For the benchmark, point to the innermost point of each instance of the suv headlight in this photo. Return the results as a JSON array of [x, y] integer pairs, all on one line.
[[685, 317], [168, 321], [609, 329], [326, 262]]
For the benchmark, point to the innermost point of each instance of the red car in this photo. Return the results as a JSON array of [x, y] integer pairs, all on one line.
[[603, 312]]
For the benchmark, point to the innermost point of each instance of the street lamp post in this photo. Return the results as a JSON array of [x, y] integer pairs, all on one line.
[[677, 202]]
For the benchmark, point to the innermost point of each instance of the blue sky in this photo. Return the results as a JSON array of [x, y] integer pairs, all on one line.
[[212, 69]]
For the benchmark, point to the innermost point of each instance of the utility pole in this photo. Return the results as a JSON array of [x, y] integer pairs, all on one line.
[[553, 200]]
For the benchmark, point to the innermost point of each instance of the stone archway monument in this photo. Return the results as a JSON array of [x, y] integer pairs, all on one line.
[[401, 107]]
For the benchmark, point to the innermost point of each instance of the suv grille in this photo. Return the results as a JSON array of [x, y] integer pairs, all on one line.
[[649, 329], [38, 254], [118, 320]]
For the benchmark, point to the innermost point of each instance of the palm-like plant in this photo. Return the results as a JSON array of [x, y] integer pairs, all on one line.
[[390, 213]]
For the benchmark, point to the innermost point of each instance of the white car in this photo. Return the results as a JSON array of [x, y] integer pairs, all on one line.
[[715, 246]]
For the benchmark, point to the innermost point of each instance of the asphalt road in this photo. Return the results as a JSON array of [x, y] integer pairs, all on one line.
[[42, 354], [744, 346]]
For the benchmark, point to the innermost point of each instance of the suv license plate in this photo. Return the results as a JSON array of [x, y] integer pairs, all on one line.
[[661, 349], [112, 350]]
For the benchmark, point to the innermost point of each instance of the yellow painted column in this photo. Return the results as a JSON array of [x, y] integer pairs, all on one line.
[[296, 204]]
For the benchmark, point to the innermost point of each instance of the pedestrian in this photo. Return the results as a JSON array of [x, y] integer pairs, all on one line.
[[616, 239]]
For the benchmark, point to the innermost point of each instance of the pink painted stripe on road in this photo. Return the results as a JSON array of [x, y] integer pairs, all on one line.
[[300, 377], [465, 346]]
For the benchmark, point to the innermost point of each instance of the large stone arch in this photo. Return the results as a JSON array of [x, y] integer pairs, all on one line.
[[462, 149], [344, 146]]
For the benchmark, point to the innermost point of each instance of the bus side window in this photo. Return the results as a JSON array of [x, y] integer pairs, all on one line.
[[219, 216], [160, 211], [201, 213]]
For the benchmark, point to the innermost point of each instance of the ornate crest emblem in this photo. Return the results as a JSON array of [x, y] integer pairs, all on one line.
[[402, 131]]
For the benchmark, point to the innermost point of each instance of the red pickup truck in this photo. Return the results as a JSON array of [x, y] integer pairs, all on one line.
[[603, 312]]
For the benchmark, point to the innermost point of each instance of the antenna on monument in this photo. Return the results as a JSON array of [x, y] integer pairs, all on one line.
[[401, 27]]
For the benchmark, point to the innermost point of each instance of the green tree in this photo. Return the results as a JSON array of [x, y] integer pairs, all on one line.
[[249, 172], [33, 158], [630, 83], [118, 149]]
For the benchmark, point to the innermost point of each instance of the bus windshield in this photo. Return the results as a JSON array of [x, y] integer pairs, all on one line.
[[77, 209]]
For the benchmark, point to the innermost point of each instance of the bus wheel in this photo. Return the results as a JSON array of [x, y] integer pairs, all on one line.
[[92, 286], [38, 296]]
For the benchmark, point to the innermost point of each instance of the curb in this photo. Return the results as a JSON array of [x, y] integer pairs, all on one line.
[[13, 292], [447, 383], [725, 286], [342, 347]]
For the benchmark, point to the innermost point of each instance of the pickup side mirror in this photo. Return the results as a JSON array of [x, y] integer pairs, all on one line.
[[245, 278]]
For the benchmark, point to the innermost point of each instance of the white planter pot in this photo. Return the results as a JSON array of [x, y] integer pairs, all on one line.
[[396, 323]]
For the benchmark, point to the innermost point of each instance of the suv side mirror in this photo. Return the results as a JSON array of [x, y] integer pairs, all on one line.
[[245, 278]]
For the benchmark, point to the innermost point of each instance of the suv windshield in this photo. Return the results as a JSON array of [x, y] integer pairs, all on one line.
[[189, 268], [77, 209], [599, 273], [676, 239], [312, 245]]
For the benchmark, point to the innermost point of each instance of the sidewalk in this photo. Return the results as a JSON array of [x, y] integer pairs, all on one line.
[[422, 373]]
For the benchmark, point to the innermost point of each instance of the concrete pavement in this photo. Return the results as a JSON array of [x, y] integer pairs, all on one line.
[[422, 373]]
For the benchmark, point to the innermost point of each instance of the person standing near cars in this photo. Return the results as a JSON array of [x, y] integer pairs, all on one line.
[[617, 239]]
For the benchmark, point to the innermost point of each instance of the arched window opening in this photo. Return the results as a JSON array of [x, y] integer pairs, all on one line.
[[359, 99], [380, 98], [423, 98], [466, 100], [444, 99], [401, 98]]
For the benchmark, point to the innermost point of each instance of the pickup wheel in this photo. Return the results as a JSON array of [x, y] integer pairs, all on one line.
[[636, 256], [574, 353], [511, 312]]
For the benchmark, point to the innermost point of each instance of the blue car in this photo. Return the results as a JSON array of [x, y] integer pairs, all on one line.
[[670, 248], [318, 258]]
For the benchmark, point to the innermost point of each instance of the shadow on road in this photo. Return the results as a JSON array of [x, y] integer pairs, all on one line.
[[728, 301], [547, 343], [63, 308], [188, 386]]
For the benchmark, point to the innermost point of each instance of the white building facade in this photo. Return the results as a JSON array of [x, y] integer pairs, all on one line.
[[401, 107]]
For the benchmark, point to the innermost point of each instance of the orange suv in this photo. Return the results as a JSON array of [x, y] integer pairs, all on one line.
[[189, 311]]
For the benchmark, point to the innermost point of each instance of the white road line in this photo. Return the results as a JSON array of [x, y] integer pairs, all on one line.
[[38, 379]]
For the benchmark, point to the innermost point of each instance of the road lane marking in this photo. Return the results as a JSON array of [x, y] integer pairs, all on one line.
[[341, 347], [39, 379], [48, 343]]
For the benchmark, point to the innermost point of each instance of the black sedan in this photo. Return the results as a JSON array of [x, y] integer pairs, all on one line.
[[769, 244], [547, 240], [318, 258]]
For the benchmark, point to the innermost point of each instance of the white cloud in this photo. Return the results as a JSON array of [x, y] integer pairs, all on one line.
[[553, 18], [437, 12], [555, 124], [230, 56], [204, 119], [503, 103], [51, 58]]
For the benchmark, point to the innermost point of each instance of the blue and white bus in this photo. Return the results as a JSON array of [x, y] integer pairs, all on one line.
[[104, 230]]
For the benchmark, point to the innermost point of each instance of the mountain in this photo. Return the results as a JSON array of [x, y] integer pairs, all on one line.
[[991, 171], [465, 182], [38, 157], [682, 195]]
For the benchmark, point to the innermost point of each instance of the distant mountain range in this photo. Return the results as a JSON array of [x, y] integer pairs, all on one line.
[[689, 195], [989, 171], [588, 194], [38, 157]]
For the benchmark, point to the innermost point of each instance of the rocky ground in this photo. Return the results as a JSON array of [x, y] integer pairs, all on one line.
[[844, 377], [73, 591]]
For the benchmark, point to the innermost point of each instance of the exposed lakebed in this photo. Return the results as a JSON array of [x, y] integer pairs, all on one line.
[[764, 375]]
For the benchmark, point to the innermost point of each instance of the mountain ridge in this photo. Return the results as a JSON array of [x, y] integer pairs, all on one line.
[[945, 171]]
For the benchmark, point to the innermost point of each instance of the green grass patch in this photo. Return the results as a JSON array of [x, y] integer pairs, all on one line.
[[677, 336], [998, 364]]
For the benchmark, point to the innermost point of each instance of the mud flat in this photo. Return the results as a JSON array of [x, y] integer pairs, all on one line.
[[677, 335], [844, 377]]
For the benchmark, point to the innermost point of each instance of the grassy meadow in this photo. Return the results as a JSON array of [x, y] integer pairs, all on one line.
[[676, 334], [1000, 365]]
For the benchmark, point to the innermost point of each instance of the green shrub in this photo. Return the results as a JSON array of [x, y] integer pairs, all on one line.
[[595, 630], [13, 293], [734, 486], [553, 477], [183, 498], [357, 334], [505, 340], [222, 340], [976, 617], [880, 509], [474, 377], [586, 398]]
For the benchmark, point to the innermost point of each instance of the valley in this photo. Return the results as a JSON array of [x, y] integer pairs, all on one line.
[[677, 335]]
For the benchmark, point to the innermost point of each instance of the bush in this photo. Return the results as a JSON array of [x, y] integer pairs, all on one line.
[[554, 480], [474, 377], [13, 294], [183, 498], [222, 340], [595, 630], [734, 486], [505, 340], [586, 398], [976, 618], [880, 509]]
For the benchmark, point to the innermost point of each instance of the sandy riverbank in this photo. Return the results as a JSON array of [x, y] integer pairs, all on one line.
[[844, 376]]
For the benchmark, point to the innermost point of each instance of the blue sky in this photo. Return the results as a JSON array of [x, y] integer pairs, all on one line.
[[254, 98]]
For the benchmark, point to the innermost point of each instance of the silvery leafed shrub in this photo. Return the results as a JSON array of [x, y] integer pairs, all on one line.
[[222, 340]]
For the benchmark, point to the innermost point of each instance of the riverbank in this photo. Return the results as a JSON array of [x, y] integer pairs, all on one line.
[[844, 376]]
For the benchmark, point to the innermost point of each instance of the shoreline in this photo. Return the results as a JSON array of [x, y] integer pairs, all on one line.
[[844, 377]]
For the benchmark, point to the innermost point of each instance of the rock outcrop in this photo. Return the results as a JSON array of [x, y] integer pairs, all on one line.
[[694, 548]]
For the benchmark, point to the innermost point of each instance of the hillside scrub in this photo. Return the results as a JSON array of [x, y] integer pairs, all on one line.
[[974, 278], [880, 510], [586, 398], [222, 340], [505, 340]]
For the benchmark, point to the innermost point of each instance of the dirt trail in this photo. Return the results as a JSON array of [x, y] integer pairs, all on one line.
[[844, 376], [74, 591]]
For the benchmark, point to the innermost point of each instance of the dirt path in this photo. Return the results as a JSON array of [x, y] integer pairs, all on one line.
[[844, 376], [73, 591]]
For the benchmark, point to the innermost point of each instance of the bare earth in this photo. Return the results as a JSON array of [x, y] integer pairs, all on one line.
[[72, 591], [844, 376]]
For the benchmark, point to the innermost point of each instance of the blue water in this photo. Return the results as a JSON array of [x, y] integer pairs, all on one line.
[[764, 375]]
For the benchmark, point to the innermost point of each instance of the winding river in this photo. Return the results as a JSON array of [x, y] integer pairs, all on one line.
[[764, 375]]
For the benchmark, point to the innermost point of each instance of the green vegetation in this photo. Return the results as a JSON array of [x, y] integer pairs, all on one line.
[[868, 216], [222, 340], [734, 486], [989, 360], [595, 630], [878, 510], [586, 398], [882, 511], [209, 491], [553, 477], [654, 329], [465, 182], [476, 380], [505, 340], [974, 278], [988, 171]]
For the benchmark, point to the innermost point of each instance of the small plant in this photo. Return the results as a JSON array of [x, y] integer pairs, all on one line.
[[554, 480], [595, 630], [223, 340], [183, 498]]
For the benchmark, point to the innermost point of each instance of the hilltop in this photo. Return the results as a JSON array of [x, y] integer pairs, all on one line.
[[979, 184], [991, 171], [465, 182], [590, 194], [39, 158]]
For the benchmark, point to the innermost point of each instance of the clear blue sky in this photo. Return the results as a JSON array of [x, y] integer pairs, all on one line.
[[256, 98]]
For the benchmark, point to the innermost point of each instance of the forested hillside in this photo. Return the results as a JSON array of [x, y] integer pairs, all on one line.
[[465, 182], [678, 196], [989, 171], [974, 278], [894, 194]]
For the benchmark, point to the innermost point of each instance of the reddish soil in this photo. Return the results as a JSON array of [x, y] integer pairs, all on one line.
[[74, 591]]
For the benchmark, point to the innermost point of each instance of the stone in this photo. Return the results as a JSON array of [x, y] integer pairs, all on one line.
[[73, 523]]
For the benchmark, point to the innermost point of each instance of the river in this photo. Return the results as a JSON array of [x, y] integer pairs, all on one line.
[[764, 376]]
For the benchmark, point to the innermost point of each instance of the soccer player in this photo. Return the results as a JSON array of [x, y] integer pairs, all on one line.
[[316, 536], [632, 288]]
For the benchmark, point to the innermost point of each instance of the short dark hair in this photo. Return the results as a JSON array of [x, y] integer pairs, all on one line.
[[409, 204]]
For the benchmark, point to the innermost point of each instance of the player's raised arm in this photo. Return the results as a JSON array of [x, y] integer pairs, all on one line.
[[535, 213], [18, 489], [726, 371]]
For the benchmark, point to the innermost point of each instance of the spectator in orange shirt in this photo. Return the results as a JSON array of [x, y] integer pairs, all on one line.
____________
_What the exercise asks_:
Rewrite the data from the line containing "the dirt trail" through the line containing "[[844, 376], [73, 591]]", substituting "center point" for every "innermost point" and leaving everything else unchanged.

_Solution for this exercise_:
For the benchmark, point to the center point of each instance of the dirt trail in this photo. Return the results as a JSON array of [x, y] integer pairs, all on one line.
[[844, 376], [74, 591]]
For the benchmark, point to the center point of each instance of the dirt path in this photo. Return the results as a JSON array of [x, y] integer pairs, all on one line.
[[844, 376], [73, 591]]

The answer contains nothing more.